▶ _PROBLEM STATEMENT_: Your task is to reproduce the material exactly.

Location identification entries
..........

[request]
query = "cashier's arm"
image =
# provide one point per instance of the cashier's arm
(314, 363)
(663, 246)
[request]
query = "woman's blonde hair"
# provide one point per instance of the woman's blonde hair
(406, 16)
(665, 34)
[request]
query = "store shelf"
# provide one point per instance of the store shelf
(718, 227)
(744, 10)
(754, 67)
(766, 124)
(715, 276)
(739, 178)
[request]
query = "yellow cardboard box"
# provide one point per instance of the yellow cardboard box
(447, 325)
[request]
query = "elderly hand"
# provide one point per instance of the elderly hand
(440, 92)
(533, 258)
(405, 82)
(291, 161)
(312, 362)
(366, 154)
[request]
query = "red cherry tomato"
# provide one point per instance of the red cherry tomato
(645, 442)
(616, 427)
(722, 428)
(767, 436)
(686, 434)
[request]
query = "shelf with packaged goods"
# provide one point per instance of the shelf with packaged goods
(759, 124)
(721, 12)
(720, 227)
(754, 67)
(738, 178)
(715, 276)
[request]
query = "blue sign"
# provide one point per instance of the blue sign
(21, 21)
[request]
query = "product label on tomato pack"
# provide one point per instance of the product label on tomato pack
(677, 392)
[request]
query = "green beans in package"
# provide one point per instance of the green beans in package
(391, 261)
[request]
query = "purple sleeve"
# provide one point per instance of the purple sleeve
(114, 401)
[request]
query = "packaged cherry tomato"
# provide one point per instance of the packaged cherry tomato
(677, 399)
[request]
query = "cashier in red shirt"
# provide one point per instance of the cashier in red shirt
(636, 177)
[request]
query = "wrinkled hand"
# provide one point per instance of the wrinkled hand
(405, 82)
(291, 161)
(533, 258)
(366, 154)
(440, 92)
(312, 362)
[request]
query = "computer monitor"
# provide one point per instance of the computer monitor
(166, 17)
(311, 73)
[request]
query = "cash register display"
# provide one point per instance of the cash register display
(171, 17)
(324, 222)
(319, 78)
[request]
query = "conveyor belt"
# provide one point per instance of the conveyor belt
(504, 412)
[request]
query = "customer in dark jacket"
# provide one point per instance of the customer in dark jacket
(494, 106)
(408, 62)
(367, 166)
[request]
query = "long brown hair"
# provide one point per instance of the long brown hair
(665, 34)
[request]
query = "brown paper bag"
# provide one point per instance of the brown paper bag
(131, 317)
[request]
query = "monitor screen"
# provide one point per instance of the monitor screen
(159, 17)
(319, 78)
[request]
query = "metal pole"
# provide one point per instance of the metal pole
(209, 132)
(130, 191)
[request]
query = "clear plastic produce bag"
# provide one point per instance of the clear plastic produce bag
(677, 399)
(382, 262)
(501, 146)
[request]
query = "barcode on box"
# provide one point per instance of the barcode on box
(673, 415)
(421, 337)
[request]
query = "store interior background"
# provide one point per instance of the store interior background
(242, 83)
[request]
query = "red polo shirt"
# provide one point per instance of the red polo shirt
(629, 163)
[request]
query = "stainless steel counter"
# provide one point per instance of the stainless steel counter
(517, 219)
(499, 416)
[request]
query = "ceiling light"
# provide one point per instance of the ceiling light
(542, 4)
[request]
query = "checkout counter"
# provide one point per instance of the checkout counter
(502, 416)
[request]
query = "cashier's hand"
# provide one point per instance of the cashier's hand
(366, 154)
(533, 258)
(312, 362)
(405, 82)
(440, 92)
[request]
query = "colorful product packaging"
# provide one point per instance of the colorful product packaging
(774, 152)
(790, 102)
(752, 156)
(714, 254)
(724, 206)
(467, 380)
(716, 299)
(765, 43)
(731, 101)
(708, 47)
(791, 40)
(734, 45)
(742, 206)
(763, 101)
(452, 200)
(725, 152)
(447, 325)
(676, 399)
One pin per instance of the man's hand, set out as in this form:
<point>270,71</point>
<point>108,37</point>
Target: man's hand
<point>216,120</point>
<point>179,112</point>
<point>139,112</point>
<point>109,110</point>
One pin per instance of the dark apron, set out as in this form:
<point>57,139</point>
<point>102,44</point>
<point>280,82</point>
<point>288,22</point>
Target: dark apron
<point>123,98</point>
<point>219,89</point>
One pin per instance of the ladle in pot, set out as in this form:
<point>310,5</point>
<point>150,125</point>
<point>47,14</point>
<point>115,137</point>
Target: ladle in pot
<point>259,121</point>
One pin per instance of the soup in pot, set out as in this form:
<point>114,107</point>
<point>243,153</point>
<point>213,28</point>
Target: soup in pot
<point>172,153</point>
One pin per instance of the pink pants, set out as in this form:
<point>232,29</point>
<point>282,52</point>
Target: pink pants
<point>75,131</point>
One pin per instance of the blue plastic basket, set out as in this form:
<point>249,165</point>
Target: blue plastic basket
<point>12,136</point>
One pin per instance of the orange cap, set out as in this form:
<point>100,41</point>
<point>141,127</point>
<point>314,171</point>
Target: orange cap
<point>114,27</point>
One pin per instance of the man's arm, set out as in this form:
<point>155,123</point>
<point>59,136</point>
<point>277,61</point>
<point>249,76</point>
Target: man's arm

..........

▶ _WRITTEN ANSWER_:
[request]
query = "cashier's arm"
image =
# provide one point per instance of the cashier's arm
(314, 363)
(663, 246)
[request]
query = "woman's blonde hair"
# provide one point per instance of the woman's blonde hair
(406, 16)
(665, 34)
[request]
query = "store shelf"
# provide one point per instance of the store shelf
(718, 227)
(744, 10)
(754, 67)
(766, 124)
(715, 276)
(739, 178)
[request]
query = "yellow cardboard box"
# provide one point per instance of the yellow cardboard box
(447, 325)
[request]
query = "elderly hand"
# provide one point per instance of the elderly hand
(440, 92)
(533, 258)
(405, 82)
(291, 161)
(312, 362)
(366, 154)
[request]
query = "red cherry tomato"
# provide one point per instance of the red cherry tomato
(645, 442)
(616, 427)
(722, 428)
(767, 436)
(686, 434)
[request]
query = "shelf with packaged goods"
# provide one point per instance of the shelf with packaged goods
(759, 124)
(721, 12)
(720, 227)
(754, 67)
(738, 178)
(715, 276)
[request]
query = "blue sign"
# provide one point per instance of the blue sign
(21, 21)
[request]
query = "product label on tomato pack"
# provide one point per instance of the product label on tomato pack
(677, 392)
[request]
query = "green beans in package"
# provide one point per instance of the green beans in package
(391, 261)
[request]
query = "purple sleeve"
# provide one point per instance of the purple sleeve
(114, 401)
[request]
query = "packaged cherry tomato"
# provide one point per instance of the packaged cherry tomato
(677, 399)
[request]
query = "cashier in red shirt"
# provide one point per instance of the cashier in red shirt
(636, 177)
[request]
query = "wrinkled hand"
# provide one point per instance of the wrinkled hand
(405, 82)
(291, 161)
(533, 258)
(366, 154)
(440, 92)
(312, 362)
[request]
query = "computer monitor"
# provide one point per instance of the computer monitor
(166, 17)
(311, 73)
[request]
query = "cash register display"
# provide one point per instance of the cash register display
(171, 17)
(324, 222)
(319, 78)
[request]
query = "conveyor belt"
# provide one point per instance of the conveyor belt
(504, 412)
[request]
query = "customer in dark jacket"
# provide one point per instance of the customer in dark jacket
(494, 106)
(408, 62)
(367, 166)
[request]
query = "long brown hair"
# provide one point per instance of the long brown hair
(665, 34)
[request]
query = "brown paper bag"
# provide one point per instance of the brown paper bag
(131, 317)
[request]
query = "monitor screen"
# provide one point per instance of the monitor screen
(159, 17)
(319, 78)
[request]
query = "metal pole"
# provide one point per instance of the metal pole
(209, 132)
(130, 191)
[request]
query = "clear plastic produce bag"
# provide one point per instance of the clear plastic produce bag
(677, 399)
(382, 262)
(501, 146)
[request]
query = "barcode on box"
# provide one point per instance of the barcode on box
(673, 415)
(421, 337)
[request]
query = "store interior background"
# provide one point per instance of the store interior background
(242, 83)
[request]
query = "red polo shirt"
# provide one point per instance of the red polo shirt
(629, 163)
[request]
query = "stainless steel counter"
# provide one point per instance of the stainless steel counter
(517, 219)
(499, 416)
[request]
query = "ceiling light"
# provide one point per instance of the ceiling light
(542, 4)
[request]
query = "checkout counter"
# provide one point per instance of the checkout counter
(502, 416)
[request]
query = "cashier's hand"
# provide one point per instance of the cashier's hand
(366, 154)
(533, 258)
(312, 362)
(405, 82)
(440, 92)
[request]
query = "colorful product packaging"
# provide one point per instance of the colorful product packaging
(774, 152)
(790, 102)
(752, 156)
(714, 254)
(724, 206)
(467, 380)
(716, 299)
(765, 43)
(731, 101)
(708, 47)
(791, 40)
(734, 45)
(742, 206)
(763, 101)
(452, 200)
(725, 152)
(447, 325)
(676, 399)
One pin per instance of the man's hand, set out as in this form:
<point>270,71</point>
<point>108,37</point>
Target: man's hand
<point>216,120</point>
<point>179,112</point>
<point>139,112</point>
<point>109,110</point>
One pin per instance of the dark apron, set out as in this form:
<point>57,139</point>
<point>102,44</point>
<point>280,82</point>
<point>288,22</point>
Target: dark apron
<point>123,98</point>
<point>219,89</point>
One pin per instance of the ladle in pot, set out as in this form:
<point>310,5</point>
<point>150,125</point>
<point>47,14</point>
<point>115,137</point>
Target: ladle in pot
<point>259,121</point>
One pin per instance of the soup in pot, set out as in this form:
<point>114,107</point>
<point>243,153</point>
<point>213,28</point>
Target: soup in pot
<point>172,153</point>
One pin per instance of the pink pants, set out as in this form:
<point>232,29</point>
<point>282,52</point>
Target: pink pants
<point>75,131</point>
One pin per instance of the blue plastic basket, set out as in this form:
<point>249,165</point>
Target: blue plastic basket
<point>12,136</point>
One pin per instance of the orange cap, set out as in this form:
<point>100,41</point>
<point>141,127</point>
<point>314,171</point>
Target: orange cap
<point>114,27</point>
One pin per instance of the man's arm, set out as in this form:
<point>155,123</point>
<point>59,136</point>
<point>277,61</point>
<point>249,76</point>
Target: man's arm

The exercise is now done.